EXTRACTED TEXT >>
•••••
# White stuff growing in tank, what to do?



## SST (Nov 17, 2007)

Hi everyone,

My little fishie, who's fins were rotting until I learned I need to cycle the little 2 gal. tank, now has another issue. Well, it's a water quality issue, I'm sure. There are white cottony threads growing in the water, on the heater, the silk plant, and maybe even on fishie. The water looks cloudy.

What to do? I'm sure it's not healthy and something should be done.

I've been doing daily 10% water changes (started about 10 days ago) and treating the tank with BettaFix (similar to Melafix). I did one dose daily for 5 days, last dose was Sunday. Yesterday, when I noticed the stuff, I did a 50% change, but it's still proliferating.

Thanks,

Susan

1. Size of aquarium (# of gallons) 2 (I'm cycling a 5 gal. to move him into soon.)
2. Is your aquarium setup freshwater or brackish water? freshwater
3. How long the aquarium has been set up? september, around then
4. What fish and how many are in the aquarium (species are important to know) 1 male crowntail betta
5. Are there live plants in the aquarium? no
6. What temperature is the tank water currently? 75
7. What make/model filter are you using? none (I've a sponge filter on order.)
8. Are you using a CO2 unit? no
9. Does your aquarium receive natural sunlight at any given part of the day? yes
10. When did you perform your last water exchange, and how much water was changed? yesterday, 50% 
11. How often do you perform water changes? daily, about 10% or a little more. I had been doing weekly 100% changes until I learned that's why his little fins were rotting. Now the tank is cycling with him in it, unfortunately.
12. How often and what foods do you feed your fish? 1-2 times daily...3 little pellets, sometimes 2, sometimes 4. 1X week bloodworms. Yesterday, for the first time in eons, he got a pea.
13. What type of lighting are you using and how long is it kept on? none
14. What specific concerns bring you here at this time? see above.
•••••
RECORDS FOR THE TASK >>
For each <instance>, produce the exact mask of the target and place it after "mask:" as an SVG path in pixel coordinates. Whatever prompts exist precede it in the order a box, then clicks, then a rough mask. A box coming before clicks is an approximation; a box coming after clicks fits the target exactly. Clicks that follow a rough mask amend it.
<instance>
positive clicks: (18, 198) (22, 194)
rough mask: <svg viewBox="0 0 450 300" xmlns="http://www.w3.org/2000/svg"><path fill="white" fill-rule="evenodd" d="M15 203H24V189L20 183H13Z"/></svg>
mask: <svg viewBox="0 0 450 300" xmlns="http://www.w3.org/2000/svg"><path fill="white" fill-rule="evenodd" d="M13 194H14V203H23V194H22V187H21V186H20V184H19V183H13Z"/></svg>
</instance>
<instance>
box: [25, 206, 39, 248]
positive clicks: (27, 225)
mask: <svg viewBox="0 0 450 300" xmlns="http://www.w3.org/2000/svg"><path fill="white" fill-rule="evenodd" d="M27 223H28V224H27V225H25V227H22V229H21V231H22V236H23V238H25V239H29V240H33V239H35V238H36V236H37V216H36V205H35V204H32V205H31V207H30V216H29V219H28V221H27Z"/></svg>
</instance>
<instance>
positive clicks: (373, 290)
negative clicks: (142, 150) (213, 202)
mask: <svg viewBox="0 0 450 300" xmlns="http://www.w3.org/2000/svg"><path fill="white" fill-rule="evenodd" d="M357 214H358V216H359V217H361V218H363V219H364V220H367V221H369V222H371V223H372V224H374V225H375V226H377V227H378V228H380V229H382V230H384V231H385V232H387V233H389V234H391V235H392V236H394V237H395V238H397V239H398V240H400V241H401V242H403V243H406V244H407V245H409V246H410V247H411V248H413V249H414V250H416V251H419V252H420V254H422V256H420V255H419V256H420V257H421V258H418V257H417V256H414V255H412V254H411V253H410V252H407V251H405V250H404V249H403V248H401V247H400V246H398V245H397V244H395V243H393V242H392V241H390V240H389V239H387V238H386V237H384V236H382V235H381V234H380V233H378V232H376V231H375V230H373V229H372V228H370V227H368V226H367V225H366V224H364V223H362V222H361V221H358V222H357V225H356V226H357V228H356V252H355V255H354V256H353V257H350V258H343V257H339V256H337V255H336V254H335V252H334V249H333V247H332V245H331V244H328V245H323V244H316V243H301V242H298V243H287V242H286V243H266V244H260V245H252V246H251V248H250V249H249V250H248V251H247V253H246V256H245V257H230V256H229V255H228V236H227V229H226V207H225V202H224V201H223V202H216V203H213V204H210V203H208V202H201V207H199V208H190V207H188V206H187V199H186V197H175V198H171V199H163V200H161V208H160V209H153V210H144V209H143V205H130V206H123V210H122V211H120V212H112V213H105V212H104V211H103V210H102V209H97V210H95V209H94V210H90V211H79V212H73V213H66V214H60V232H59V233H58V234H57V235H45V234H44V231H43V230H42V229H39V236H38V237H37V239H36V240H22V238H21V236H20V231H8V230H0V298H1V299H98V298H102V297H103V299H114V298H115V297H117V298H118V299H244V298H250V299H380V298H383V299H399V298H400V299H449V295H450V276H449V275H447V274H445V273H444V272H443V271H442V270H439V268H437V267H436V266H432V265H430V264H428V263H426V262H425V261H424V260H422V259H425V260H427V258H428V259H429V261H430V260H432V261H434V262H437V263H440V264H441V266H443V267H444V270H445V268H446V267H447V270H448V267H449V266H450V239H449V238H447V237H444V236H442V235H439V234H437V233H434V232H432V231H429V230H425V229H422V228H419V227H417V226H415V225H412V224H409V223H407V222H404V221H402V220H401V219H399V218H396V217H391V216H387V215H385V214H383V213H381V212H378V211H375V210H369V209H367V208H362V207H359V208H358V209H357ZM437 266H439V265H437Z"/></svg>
•••••
PROBLEMS TO SOLVE >>
(a) Reproduce the passage of the aquarium forum thread between "I've been doing" and "it's still proliferating.", inclusive.
(b) Recast the lines of the records between the start of the records and the line holding "rough mask: <svg", inclusive, as a numbered list, omitting any blank lines.

SOLUTIONS IN ORDER >>
(a)
I've been doing daily 10% water changes (started about 10 days ago) and treating the tank with BettaFix (similar to Melafix). I did one dose daily for 5 days, last dose was Sunday. Yesterday, when I noticed the stuff, I did a 50% change, but it's still proliferating.

(b)
1. For each <instance>, produce the exact mask of the target and place it after "mask:" as an SVG path in pixel coordinates. Whatever prompts exist precede it in the order a box, then clicks, then a rough mask. A box coming before clicks is an approximation; a box coming after clicks fits the target exactly. Clicks that follow a rough mask amend it.
2. <instance>
3. positive clicks: (18, 198) (22, 194)
4. rough mask: <svg viewBox="0 0 450 300" xmlns="http://www.w3.org/2000/svg"><path fill="white" fill-rule="evenodd" d="M15 203H24V189L20 183H13Z"/></svg>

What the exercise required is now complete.